▶ [Extracted text]

::::::

About one in seven babies who were exposed to the Zika virus in the womb have at least one developmental defect a year later, said a US study on Tuesday.
The rate of defects - about 14 percent - represents more than 30 times the level expected in infants that were not exposed to the mosquito-borne virus, officials with the US Centers for Disease Control and Prevention said.
Defects included small head size - known as microcephaly - brain or eye damage, seizures, and developmental delays, said the CDC Vital Signs report, the largest study to date on outcomes of babies born to mothers who were infected with Zika during pregnancy.
"Some of these problems were not apparent at birth and were identified as the babies grew older," said the report, which included more than 4,800 pregnancies that had positive lab tests for Zika in the US territories of American Samoa, Micronesia, Puerto Rico, Marshall Islands, and US Virgin Islands from 2016-2018.

::::::

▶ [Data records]
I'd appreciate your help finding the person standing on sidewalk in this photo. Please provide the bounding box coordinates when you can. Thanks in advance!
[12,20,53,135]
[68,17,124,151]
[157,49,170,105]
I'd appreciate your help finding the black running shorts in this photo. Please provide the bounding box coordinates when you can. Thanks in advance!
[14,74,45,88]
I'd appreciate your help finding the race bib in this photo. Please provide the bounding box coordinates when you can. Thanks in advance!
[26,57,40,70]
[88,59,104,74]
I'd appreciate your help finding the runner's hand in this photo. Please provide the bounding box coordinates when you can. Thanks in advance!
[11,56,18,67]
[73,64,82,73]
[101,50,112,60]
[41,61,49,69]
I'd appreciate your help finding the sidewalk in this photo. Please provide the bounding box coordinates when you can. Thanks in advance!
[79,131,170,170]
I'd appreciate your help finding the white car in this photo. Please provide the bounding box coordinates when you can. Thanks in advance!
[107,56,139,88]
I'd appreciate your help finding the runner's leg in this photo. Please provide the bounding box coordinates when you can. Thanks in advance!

::::::

▶ [Requirement 1] In the Zika article, do these statements agree with what it says? (a) The rate of defects among exposed babies was about 14 percent. (b) All of the problems were seen at birth. (c) The pregnancies in the report were from 2016-2018. For each, answer yes or no and quote the words that decide it.
▶ [Requirement 2] Write the next part of the Zika article, picking up right after its last sentence.
The data records are separate from the Zika article.

▶ [Final answer 1]
(a) Yes: "The rate of defects - about 14 percent"
(b) No: "Some of these problems were not apparent at birth and were identified as the babies grew older"
(c) Yes: "from 2016-2018"

▶ [Final answer 2]
The report focused on the US territories, which were hardest hit by the outbreak, and did not include US mainland cases. "From these pregnancies, 1,450 babies were at least one year old and had some follow-up care reported for this analysis," it said.
The rate of Zika-related birth defects is on par with prior studies in Brazil and other areas that were hard hit by Zika, said Peggy Honein, director of CDC's Division of Congenital and Developmental Disorders. A massive outbreak of Zika swept Latin America and the Caribbean beginning in 2015, eventually reaching 86 countries in the Americas and Africa.
The last known case of local transmission of Zika on the US mainland was in 2017, with two cases in Florida and five in Texas, officials said. Zika virus can cause a rash, headaches and muscle aches but is particularly dangerous to pregnant women because it has been proven to cause birth defects, including damage to the fetus's brain and nervous system. "The Zika story is not yet over. We are still learning more every day about the full impact of these infections," said Honein.